» AIM OF THE TASK: Whatever follows the line containing "59L215 61L214 60ZM213" in the listing below should be printed exactly, along with that line itself.

» STUDY MATERIAL:
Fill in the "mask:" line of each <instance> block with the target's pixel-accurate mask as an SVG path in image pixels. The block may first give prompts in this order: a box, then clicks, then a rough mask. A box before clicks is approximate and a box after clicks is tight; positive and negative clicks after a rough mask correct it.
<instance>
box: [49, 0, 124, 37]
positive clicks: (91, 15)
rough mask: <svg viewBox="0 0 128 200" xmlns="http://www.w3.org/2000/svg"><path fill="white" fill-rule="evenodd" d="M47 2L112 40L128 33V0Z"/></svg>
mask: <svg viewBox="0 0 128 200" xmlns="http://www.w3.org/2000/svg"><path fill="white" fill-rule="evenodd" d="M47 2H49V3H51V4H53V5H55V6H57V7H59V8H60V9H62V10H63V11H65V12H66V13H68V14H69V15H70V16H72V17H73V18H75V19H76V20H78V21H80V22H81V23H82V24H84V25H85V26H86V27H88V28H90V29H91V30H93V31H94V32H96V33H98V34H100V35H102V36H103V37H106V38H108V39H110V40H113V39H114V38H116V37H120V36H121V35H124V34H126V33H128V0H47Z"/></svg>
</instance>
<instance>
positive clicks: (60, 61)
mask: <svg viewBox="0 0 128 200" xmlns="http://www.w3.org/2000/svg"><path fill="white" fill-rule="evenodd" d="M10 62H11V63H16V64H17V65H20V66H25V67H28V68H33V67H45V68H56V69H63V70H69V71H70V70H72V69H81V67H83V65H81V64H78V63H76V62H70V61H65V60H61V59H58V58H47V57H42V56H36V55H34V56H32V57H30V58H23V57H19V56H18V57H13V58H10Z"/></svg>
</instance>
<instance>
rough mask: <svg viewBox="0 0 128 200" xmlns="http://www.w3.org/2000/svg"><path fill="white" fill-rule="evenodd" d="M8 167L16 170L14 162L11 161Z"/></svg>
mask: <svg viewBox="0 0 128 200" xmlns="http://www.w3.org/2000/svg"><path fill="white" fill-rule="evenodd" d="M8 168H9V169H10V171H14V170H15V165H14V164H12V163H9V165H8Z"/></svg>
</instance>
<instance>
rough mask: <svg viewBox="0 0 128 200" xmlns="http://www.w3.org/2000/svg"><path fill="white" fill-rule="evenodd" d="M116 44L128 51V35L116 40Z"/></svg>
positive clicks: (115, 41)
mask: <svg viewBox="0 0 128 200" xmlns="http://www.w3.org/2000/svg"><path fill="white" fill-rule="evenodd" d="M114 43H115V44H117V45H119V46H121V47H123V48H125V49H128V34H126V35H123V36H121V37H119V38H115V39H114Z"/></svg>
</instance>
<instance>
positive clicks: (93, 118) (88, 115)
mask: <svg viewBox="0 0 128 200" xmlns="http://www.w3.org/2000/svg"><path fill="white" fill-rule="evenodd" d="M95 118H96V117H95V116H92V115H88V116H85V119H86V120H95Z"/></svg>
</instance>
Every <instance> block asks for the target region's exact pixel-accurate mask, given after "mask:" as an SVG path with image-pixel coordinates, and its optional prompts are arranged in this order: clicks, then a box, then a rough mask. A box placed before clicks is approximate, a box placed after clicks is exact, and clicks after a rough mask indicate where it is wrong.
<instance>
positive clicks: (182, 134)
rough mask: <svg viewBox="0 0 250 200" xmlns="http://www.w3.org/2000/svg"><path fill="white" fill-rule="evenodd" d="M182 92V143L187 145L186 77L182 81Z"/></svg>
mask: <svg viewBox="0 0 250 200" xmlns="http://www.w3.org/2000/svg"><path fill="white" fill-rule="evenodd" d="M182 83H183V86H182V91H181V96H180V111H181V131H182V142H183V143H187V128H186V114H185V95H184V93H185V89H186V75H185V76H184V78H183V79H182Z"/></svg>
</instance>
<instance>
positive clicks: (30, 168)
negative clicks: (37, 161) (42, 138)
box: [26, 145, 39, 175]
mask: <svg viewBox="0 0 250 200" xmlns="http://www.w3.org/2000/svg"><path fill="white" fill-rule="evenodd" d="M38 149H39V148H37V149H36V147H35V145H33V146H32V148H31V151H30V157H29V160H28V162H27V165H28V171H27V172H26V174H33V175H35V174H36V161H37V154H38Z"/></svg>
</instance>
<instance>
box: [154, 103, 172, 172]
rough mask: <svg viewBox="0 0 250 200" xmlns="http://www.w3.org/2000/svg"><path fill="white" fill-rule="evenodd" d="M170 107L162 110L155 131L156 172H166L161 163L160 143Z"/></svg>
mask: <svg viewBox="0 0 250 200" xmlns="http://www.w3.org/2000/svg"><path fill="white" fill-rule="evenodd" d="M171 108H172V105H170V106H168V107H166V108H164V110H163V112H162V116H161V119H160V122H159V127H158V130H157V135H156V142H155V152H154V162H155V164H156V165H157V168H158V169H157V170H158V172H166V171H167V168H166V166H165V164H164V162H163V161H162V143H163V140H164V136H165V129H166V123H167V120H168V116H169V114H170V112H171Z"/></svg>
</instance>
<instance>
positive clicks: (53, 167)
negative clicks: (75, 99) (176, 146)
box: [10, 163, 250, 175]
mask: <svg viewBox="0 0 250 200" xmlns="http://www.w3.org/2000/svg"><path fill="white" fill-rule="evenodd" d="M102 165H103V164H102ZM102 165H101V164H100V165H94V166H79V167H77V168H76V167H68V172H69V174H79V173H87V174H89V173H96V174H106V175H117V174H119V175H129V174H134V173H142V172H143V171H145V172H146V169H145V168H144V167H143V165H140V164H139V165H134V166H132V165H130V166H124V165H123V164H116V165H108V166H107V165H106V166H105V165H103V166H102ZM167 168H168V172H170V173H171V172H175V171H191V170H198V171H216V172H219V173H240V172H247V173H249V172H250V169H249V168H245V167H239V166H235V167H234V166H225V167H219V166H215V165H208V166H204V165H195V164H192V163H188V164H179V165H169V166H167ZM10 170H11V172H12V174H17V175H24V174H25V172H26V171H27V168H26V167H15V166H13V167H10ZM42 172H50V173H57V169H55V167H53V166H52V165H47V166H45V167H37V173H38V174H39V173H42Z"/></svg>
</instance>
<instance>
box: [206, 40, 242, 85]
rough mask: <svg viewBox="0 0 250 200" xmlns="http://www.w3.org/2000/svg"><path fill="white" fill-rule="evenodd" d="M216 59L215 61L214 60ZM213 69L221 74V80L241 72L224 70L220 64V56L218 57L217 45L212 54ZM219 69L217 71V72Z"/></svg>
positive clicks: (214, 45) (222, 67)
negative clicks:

» ANSWER SPACE:
rough mask: <svg viewBox="0 0 250 200" xmlns="http://www.w3.org/2000/svg"><path fill="white" fill-rule="evenodd" d="M216 59L215 61L214 60ZM213 69L221 74V80L241 72L224 70L220 64V56L218 57L217 45L212 54ZM219 69L217 71V72Z"/></svg>
positive clicks: (214, 45) (222, 67)
negative clicks:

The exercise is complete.